▶ [PROBLEM TO SOLVE]
Could you give back the part of the data that opens with the line containing "Mark every instance of the curved tiled" and closes with the line containing "pixel 549 240", renaming "curved tiled roof" to "sloped tiled roof" and keeping everything else as it stands?

▶ [DATA PROVIDED]
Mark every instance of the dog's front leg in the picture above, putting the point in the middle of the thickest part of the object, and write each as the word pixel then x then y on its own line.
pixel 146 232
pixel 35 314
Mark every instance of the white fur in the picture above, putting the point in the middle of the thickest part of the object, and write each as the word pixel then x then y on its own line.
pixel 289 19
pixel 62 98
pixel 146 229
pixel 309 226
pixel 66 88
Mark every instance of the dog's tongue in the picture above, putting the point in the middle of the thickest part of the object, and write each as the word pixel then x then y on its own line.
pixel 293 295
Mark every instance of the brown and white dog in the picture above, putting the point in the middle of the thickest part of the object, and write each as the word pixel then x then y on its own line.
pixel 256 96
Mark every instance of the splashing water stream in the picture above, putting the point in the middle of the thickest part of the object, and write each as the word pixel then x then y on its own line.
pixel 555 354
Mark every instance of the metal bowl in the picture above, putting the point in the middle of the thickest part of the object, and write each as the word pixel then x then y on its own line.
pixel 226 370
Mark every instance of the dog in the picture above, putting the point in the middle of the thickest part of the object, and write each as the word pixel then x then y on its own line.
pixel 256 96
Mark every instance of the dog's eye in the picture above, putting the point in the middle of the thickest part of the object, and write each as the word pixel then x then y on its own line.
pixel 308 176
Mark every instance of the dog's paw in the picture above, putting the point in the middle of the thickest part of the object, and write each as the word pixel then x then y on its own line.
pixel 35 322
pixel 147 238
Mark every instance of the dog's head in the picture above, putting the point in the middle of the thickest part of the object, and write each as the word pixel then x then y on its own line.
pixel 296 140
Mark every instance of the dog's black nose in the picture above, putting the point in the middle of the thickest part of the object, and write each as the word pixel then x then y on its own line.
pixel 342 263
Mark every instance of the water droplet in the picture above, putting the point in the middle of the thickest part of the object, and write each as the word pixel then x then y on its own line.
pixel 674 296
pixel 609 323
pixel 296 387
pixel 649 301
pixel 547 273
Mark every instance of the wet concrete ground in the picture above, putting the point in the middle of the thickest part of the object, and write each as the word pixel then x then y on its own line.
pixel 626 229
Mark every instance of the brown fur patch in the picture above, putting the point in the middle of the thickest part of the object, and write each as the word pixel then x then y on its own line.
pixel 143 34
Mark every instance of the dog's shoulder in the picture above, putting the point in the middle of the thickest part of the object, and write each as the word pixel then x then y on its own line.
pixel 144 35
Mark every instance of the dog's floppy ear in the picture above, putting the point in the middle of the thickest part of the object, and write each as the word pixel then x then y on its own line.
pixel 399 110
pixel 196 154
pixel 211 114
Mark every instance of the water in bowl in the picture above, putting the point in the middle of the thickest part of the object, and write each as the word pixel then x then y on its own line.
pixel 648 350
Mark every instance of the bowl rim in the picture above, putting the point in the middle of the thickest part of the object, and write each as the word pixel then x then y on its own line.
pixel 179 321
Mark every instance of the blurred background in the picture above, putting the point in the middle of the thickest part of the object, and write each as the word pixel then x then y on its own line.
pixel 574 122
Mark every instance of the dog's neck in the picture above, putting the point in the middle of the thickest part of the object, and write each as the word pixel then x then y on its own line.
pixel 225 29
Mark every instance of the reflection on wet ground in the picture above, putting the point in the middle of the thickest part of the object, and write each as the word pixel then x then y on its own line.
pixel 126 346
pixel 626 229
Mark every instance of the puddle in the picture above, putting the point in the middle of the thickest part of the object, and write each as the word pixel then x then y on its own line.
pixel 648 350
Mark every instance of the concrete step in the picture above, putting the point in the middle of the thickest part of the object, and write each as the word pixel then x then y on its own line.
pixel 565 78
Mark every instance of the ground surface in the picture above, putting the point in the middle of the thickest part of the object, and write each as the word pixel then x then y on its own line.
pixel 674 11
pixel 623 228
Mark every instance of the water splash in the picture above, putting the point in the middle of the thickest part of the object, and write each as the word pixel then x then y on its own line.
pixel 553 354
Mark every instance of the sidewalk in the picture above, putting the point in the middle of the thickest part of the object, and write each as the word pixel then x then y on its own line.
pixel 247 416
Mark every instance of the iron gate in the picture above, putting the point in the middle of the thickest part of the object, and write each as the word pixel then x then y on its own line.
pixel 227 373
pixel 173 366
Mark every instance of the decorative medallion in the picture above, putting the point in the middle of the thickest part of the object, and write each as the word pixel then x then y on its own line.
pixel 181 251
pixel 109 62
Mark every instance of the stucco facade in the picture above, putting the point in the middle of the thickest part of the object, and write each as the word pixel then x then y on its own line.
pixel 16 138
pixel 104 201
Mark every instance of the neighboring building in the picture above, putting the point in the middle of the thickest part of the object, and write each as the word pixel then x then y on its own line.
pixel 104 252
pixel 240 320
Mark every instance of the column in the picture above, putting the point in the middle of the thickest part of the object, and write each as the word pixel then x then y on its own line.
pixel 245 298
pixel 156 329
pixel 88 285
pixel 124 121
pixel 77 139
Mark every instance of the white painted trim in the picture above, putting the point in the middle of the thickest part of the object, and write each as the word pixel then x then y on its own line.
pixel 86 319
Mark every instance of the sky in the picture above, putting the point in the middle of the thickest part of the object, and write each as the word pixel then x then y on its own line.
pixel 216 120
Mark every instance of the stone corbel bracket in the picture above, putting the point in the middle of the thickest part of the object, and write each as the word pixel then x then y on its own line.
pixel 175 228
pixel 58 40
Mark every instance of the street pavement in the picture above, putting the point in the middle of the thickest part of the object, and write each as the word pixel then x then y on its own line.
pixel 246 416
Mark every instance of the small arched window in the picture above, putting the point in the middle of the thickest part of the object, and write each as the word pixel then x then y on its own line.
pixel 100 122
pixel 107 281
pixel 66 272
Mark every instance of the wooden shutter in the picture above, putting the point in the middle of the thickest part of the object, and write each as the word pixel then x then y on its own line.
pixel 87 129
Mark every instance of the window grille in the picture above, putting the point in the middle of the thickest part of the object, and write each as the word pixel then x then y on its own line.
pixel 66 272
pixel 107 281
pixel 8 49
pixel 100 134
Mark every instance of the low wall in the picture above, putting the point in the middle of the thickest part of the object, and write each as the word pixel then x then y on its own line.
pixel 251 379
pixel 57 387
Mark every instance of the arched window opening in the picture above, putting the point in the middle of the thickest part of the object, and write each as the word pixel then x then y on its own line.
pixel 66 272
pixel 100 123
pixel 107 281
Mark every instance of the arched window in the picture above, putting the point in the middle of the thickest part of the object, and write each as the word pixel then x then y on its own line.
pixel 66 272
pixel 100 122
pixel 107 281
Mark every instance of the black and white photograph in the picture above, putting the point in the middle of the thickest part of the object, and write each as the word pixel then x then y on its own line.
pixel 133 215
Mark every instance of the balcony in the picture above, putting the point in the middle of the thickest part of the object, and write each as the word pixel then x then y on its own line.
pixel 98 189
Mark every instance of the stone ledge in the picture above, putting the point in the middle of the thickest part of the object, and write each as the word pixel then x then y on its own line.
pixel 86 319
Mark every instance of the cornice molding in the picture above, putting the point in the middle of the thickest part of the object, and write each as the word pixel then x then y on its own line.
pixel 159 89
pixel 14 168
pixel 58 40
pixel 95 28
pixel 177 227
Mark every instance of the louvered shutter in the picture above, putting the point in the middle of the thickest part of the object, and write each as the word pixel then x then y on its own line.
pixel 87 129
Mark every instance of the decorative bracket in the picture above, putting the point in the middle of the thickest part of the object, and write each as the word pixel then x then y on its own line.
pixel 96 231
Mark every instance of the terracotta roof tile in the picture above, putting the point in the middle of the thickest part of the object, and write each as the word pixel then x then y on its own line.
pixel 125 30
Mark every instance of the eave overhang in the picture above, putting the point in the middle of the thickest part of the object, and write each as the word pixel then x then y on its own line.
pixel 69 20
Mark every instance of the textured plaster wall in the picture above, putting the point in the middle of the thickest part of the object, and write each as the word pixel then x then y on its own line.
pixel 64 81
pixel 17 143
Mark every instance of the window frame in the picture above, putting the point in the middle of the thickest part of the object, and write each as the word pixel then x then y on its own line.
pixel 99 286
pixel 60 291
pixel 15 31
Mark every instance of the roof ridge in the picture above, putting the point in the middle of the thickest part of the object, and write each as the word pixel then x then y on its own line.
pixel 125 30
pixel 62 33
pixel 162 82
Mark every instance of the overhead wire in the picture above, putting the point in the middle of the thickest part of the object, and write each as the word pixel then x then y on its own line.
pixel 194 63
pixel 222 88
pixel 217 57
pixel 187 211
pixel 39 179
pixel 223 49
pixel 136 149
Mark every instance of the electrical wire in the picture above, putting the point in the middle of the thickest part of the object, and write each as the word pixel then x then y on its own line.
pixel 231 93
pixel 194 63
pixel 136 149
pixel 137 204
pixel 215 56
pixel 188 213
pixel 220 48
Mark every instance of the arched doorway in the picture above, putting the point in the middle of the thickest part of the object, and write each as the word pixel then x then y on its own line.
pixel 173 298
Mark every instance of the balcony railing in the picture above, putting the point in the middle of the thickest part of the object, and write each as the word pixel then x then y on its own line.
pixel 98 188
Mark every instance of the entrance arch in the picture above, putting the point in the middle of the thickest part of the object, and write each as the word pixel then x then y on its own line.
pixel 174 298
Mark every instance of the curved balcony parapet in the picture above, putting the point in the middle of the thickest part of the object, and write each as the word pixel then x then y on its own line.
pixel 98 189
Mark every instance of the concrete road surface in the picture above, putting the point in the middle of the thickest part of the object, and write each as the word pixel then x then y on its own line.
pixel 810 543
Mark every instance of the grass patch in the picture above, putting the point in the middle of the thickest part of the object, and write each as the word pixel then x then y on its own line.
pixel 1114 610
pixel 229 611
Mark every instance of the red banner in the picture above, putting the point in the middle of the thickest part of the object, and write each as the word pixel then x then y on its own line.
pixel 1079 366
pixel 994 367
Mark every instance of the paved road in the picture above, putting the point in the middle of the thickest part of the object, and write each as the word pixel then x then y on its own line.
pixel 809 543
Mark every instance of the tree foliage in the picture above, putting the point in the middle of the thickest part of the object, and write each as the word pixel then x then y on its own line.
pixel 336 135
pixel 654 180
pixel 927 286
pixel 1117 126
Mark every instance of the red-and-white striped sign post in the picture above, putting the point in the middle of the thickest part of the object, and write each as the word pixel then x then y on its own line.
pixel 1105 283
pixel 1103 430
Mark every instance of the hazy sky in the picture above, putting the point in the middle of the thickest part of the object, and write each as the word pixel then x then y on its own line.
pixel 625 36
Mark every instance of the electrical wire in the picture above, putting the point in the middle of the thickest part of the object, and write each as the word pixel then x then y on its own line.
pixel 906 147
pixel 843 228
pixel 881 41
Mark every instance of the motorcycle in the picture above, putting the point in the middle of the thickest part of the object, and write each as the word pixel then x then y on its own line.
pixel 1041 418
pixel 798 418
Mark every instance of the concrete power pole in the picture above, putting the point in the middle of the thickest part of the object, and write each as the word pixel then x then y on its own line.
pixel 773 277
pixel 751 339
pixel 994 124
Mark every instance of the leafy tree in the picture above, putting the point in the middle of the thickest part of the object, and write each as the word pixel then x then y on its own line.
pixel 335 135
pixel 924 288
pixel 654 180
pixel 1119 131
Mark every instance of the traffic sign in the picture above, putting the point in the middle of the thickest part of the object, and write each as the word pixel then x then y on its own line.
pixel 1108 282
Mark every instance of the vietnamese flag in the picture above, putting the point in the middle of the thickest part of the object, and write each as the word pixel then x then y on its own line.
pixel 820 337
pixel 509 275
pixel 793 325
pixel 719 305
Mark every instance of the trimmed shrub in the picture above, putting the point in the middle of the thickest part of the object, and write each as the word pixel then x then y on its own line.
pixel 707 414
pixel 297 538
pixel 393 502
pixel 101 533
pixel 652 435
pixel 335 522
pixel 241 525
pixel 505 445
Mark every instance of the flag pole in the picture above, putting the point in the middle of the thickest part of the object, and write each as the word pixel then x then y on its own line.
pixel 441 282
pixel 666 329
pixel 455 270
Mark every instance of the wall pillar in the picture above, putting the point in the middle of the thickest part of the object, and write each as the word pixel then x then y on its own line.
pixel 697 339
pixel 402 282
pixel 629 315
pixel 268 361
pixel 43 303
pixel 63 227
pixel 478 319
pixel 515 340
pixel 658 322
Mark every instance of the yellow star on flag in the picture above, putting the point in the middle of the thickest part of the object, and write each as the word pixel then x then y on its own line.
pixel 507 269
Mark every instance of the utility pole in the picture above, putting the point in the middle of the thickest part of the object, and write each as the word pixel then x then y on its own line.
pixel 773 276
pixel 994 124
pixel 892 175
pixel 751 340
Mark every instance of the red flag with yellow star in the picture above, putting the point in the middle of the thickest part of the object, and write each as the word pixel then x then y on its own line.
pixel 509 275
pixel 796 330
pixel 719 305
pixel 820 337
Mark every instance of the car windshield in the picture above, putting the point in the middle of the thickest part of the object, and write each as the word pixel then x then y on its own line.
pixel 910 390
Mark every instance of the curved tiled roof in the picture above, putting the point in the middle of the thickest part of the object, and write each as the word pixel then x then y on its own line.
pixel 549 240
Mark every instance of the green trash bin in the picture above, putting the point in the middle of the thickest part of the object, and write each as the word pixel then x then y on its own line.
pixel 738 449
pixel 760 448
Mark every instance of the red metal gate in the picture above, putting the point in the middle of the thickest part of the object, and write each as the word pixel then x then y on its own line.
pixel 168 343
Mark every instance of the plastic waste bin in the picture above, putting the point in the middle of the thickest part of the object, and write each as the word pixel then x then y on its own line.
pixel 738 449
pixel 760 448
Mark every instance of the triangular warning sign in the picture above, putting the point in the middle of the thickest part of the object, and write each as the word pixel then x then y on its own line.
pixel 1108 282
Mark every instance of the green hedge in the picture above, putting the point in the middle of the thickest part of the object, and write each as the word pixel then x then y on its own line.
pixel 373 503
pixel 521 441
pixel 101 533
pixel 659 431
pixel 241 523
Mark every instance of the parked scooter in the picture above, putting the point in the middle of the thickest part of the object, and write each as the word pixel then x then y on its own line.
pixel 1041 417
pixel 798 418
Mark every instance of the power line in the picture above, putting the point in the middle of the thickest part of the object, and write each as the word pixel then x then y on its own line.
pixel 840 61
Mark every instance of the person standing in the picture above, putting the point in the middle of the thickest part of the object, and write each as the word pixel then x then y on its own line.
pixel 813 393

▶ [OUTPUT FOR THIS EXERCISE]
Mark every instance of the sloped tiled roof in the picture above, putting the point in the middle of the thickest part of the object, and write each as the word pixel then x then y on its own line.
pixel 549 240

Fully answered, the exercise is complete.